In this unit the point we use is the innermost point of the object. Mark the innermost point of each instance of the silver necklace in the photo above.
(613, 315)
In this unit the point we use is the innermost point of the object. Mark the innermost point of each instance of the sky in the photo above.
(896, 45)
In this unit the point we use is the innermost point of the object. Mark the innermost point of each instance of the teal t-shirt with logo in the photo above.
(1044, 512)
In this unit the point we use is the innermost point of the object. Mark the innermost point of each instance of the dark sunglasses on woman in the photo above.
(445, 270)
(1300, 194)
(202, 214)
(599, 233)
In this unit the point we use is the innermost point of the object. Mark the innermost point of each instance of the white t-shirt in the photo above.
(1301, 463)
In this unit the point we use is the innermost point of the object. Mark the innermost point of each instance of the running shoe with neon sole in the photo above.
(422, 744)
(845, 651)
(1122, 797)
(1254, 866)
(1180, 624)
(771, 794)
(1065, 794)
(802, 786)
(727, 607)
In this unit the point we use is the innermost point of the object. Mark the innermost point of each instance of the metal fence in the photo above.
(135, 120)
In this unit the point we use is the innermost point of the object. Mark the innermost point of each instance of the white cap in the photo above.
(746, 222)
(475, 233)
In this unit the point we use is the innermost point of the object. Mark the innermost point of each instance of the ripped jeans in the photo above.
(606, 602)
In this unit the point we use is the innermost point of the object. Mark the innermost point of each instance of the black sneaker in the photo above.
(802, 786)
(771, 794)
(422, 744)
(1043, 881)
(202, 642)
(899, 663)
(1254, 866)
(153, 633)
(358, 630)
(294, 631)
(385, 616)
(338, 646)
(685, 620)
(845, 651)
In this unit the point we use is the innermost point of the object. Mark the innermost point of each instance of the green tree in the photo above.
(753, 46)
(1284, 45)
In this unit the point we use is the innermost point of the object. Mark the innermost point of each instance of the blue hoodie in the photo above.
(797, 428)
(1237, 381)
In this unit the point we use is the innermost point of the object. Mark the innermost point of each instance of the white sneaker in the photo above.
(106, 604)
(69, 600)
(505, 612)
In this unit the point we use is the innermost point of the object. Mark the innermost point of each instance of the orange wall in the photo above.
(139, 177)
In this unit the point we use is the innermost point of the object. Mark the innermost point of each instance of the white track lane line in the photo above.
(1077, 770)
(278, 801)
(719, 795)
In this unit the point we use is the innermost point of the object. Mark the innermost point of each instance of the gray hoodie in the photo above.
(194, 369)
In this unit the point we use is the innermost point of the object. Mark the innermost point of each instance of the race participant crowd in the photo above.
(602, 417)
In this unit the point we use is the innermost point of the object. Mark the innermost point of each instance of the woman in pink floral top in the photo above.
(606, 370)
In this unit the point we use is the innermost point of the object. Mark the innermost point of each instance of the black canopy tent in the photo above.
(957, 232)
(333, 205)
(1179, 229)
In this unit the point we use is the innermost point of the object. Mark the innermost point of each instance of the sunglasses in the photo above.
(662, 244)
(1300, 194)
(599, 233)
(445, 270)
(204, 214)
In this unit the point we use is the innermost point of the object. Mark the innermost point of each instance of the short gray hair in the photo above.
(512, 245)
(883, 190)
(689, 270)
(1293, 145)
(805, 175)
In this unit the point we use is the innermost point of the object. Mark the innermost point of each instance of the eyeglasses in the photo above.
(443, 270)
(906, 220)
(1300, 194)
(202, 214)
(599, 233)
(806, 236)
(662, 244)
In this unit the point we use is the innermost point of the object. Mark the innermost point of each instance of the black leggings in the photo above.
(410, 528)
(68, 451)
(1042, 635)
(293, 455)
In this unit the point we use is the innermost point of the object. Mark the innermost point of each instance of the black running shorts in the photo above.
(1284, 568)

■ **WORK INSTRUCTIONS**
Using the material above, print every entry exactly as written.

■ **RESPONSE TO THE EXERCISE**
In this unit the point we use is the innermost point of the object. Mark the innermost point of each instance of the silver necklace in the photo above.
(613, 315)
In this unit the point we use is the innermost point of the object. Mark the innermost point of each instance of the sky in the photo above.
(896, 45)
In this unit the point we use is the innermost point of the object. Mark the innermost point of each instance of the teal t-shirt with logo in the photo above.
(1044, 512)
In this unit the point we use is the innermost point of the object. Mark the innermost point of each instance of the dark sunglasses on woman in the photo above.
(445, 270)
(1300, 194)
(202, 214)
(599, 233)
In this unit the point we use is the innermost point of the object. Mark the innermost point of each instance of the white t-shirt in the photo above.
(1301, 463)
In this unit the point we use is the innermost point of the object. Mark the innermost point of each instance of the running shoe with neon sole in the photo above.
(422, 744)
(845, 651)
(1122, 797)
(1254, 866)
(1180, 624)
(771, 794)
(1065, 794)
(802, 786)
(727, 607)
In this unit the point we use is the innermost point of the object. Mark the innermost point of each instance of the metal fence in the photo above.
(135, 120)
In this unit the point we use is the innermost point of the object. Mark the innermost point of each instance of the white cap in the photo above.
(746, 222)
(475, 233)
In this unit the point we use is the innermost point of the object. Mark the innermost point of each instance of the ripped jeans in the photo above.
(606, 602)
In this unit the point we use is the innermost point of the object. Mark the innermost point of each instance of the black sneaker in the photo above.
(802, 786)
(771, 794)
(422, 744)
(1043, 881)
(202, 642)
(899, 663)
(1254, 866)
(153, 633)
(358, 630)
(294, 631)
(385, 616)
(338, 646)
(685, 620)
(845, 651)
In this unit the point we use is the innermost point of the object. Mark the innermost point of each instance of the green tree in the photo above.
(753, 46)
(1284, 45)
In this unit the point we use is the innermost point of the object. Mark the innermost point of each instance of the blue hoodie in the photo above.
(797, 428)
(1237, 381)
In this unit the point we use is the innermost point of the object. Mark the innermost point of each instance of the white sneaker in the photo above.
(106, 604)
(69, 600)
(505, 612)
In this unit the point we use is the innermost point of the object. Mark the innermost point of each instance of the orange wall in the photo above.
(139, 177)
In this unit the point we use is the innermost point of the object. Mark the innermost point of each instance of the white track lane line in the photo above.
(1077, 770)
(278, 801)
(719, 795)
In this unit the point we use is the innermost point of the object. Mark the innermost point of each instance of the gray hoodie in the photo above.
(194, 369)
In this unit the point we use is the innermost point of the object. Mark the innermost point of each instance of the race participant crowd in the photo above.
(602, 417)
In this unit the point we use is the innermost point of the object. Mark the innermost point of each instance of the woman in pink floral top in the photo above.
(606, 370)
In this unit the point we use is the innermost point of the object. Mark the innermost point of each instance of the black canopy tent in the photo above.
(957, 232)
(333, 205)
(1179, 229)
In this unit the point we use is the innermost point of the object. Mark the innermost point of each instance of the sunglasses in the photo above.
(662, 244)
(1300, 194)
(599, 233)
(445, 270)
(204, 214)
In this unit the point we use is the innermost point of the object. Mark the innermost point of each instance of the short gray hair in the photo above.
(512, 245)
(883, 190)
(689, 270)
(1293, 145)
(805, 175)
In this unit the point we use is the innermost point of the object. Mark the innermost point of each instance of the eyeglasses in the photo above.
(443, 270)
(906, 220)
(1300, 194)
(202, 214)
(599, 233)
(806, 236)
(662, 244)
In this unit the point we use is the innermost point of the object. Mark the innermost point of each instance of the black leggings in the photo above.
(410, 528)
(68, 451)
(1042, 635)
(293, 455)
In this unit the point we use is the innermost point of the object. Mark the innermost point of each instance of the black running shorts in the photo above.
(1284, 568)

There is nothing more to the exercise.